* What you are asked to do
Copy the material again, requests included, from the line containing "obj: tree foliage | fmt: x1,y1 -> x2,y2" through the end of the material, and nothing else. Scale every box coordinate in the answers by 0.9 and round each to a whole number, with halves rounded up. Leave the numbers in the requests and their format samples unchanged.

* Data listing

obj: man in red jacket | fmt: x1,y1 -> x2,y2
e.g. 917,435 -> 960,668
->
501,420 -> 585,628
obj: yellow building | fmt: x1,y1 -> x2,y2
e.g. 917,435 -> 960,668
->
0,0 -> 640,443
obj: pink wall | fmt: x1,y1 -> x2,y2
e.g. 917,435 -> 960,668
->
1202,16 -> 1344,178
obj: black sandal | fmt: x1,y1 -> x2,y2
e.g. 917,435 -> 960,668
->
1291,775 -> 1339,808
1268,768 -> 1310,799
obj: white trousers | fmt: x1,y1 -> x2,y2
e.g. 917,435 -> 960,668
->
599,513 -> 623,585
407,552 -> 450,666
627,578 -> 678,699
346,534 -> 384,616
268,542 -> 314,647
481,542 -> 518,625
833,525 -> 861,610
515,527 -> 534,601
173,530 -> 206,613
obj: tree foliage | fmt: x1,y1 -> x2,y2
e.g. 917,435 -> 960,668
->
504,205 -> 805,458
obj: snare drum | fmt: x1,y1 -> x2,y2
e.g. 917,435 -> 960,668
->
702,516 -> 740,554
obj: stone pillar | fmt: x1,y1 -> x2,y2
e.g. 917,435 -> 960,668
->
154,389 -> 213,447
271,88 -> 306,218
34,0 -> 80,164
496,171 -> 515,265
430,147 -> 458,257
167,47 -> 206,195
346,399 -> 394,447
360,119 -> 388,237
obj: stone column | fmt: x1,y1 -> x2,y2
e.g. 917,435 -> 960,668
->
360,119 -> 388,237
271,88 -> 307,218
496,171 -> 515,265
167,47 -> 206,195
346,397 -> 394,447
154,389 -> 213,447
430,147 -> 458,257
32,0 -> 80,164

* Finished task
obj: tree foliage | fmt: x1,y1 -> x2,y2
e.g. 917,435 -> 960,668
->
454,185 -> 725,412
obj: snare drum | fmt: x1,y1 -> x2,y2
e.g. 917,435 -> 960,668
->
632,464 -> 666,499
obj: stone pillar | fmt: x1,y1 -> x2,y2
e.g. 917,435 -> 960,668
->
139,350 -> 192,402
244,79 -> 275,196
31,0 -> 72,148
446,154 -> 464,239
387,132 -> 412,231
150,42 -> 185,176
311,359 -> 355,402
324,107 -> 349,213
obj: stone column | fmt: x1,y1 -> x2,y2
e.g. 917,435 -> 960,668
->
324,107 -> 349,213
244,79 -> 276,196
446,154 -> 464,239
150,42 -> 185,176
311,357 -> 355,402
139,350 -> 192,402
387,132 -> 412,231
29,0 -> 72,148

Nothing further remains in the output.